=== Task goal ===
Edit the stretch from the line containing "Task: point out every instance of the cardboard" through the end of the data, changing "light trail" to "light streak" and leaving everything else unchanged. Omit the pictures from your answer.

[Pointing data excerpts]
>>>>>

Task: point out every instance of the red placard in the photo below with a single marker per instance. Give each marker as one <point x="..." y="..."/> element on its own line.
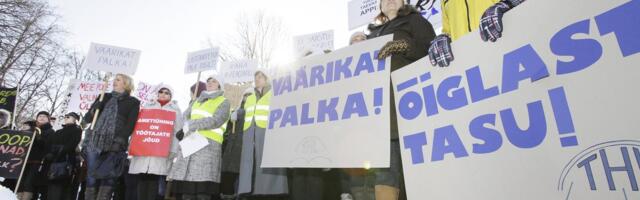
<point x="153" y="132"/>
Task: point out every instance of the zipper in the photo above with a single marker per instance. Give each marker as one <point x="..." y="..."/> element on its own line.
<point x="468" y="19"/>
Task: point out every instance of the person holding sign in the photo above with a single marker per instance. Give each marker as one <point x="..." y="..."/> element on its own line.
<point x="197" y="175"/>
<point x="61" y="148"/>
<point x="118" y="112"/>
<point x="34" y="180"/>
<point x="254" y="181"/>
<point x="460" y="17"/>
<point x="411" y="37"/>
<point x="150" y="169"/>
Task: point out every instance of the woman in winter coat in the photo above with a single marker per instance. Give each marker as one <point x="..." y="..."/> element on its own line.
<point x="61" y="148"/>
<point x="412" y="35"/>
<point x="34" y="181"/>
<point x="232" y="150"/>
<point x="256" y="182"/>
<point x="197" y="176"/>
<point x="115" y="123"/>
<point x="149" y="169"/>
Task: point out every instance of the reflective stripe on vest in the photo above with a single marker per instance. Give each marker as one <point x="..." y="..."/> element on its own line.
<point x="207" y="109"/>
<point x="258" y="110"/>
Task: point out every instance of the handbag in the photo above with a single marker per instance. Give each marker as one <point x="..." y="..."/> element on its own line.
<point x="60" y="170"/>
<point x="109" y="165"/>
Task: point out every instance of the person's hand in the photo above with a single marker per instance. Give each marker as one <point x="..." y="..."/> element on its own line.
<point x="394" y="47"/>
<point x="440" y="53"/>
<point x="491" y="21"/>
<point x="118" y="145"/>
<point x="179" y="135"/>
<point x="185" y="127"/>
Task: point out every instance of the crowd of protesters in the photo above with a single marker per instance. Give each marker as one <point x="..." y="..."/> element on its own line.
<point x="65" y="164"/>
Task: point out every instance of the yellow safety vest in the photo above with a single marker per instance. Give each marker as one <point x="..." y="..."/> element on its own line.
<point x="257" y="109"/>
<point x="207" y="109"/>
<point x="460" y="17"/>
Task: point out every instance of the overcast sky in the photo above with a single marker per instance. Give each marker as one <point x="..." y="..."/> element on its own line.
<point x="165" y="30"/>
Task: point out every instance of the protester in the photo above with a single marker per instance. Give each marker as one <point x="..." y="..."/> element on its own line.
<point x="256" y="182"/>
<point x="198" y="175"/>
<point x="232" y="150"/>
<point x="461" y="17"/>
<point x="34" y="181"/>
<point x="118" y="112"/>
<point x="149" y="169"/>
<point x="411" y="37"/>
<point x="61" y="154"/>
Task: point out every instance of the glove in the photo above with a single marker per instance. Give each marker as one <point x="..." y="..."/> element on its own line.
<point x="185" y="127"/>
<point x="234" y="116"/>
<point x="394" y="47"/>
<point x="118" y="145"/>
<point x="346" y="196"/>
<point x="180" y="135"/>
<point x="49" y="157"/>
<point x="491" y="21"/>
<point x="440" y="51"/>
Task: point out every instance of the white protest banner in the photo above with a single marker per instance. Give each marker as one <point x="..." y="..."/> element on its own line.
<point x="549" y="111"/>
<point x="146" y="92"/>
<point x="238" y="71"/>
<point x="362" y="12"/>
<point x="202" y="60"/>
<point x="331" y="111"/>
<point x="84" y="93"/>
<point x="114" y="59"/>
<point x="316" y="43"/>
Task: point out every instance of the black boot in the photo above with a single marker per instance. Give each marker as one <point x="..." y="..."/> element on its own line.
<point x="105" y="193"/>
<point x="90" y="193"/>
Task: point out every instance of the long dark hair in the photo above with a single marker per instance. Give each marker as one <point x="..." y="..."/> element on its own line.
<point x="405" y="10"/>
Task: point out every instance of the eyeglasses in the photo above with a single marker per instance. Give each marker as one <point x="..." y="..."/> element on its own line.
<point x="164" y="92"/>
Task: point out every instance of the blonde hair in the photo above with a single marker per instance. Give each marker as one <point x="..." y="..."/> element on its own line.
<point x="128" y="83"/>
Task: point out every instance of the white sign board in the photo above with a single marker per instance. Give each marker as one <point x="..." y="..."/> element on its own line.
<point x="146" y="92"/>
<point x="315" y="43"/>
<point x="362" y="12"/>
<point x="238" y="71"/>
<point x="84" y="93"/>
<point x="550" y="111"/>
<point x="202" y="60"/>
<point x="328" y="111"/>
<point x="114" y="59"/>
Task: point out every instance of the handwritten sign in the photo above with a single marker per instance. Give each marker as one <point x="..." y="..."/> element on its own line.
<point x="114" y="59"/>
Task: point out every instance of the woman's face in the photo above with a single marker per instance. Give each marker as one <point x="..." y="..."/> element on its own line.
<point x="391" y="6"/>
<point x="212" y="84"/>
<point x="164" y="95"/>
<point x="260" y="81"/>
<point x="42" y="119"/>
<point x="118" y="84"/>
<point x="69" y="120"/>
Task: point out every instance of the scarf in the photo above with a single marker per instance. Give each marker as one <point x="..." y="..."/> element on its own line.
<point x="105" y="128"/>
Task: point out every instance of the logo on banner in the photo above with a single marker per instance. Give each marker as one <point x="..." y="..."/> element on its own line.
<point x="612" y="166"/>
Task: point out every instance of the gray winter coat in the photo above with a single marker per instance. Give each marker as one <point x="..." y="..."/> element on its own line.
<point x="205" y="164"/>
<point x="265" y="181"/>
<point x="158" y="165"/>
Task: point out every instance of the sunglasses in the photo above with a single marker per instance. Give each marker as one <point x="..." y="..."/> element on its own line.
<point x="164" y="92"/>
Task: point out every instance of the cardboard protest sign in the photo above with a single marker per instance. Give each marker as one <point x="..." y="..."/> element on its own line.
<point x="7" y="105"/>
<point x="202" y="60"/>
<point x="13" y="150"/>
<point x="238" y="71"/>
<point x="110" y="58"/>
<point x="331" y="110"/>
<point x="315" y="43"/>
<point x="84" y="93"/>
<point x="362" y="12"/>
<point x="152" y="134"/>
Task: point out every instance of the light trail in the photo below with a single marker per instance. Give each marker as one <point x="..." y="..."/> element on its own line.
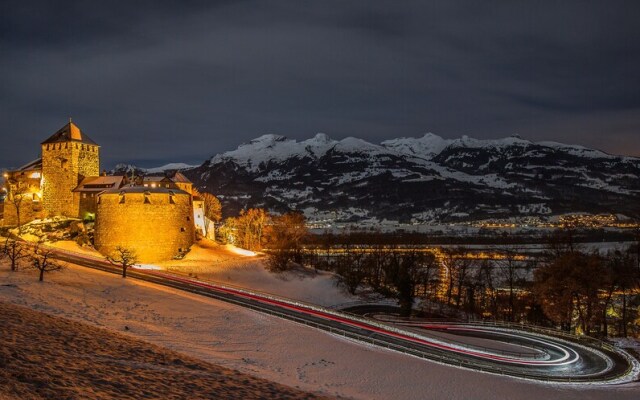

<<<<<

=== Solution to the exercise ===
Task: point out every instance of the cardboard protest sign in the photo above with a single marker per instance. Give each marker as one <point x="..." y="..."/> element on its own line.
<point x="7" y="105"/>
<point x="202" y="60"/>
<point x="13" y="150"/>
<point x="238" y="71"/>
<point x="110" y="58"/>
<point x="331" y="110"/>
<point x="315" y="43"/>
<point x="84" y="93"/>
<point x="362" y="12"/>
<point x="152" y="134"/>
Task: point out every instance of the light streak in the photo below with a single marker per instance. Give each marker as one <point x="..." y="..."/> element on its own line.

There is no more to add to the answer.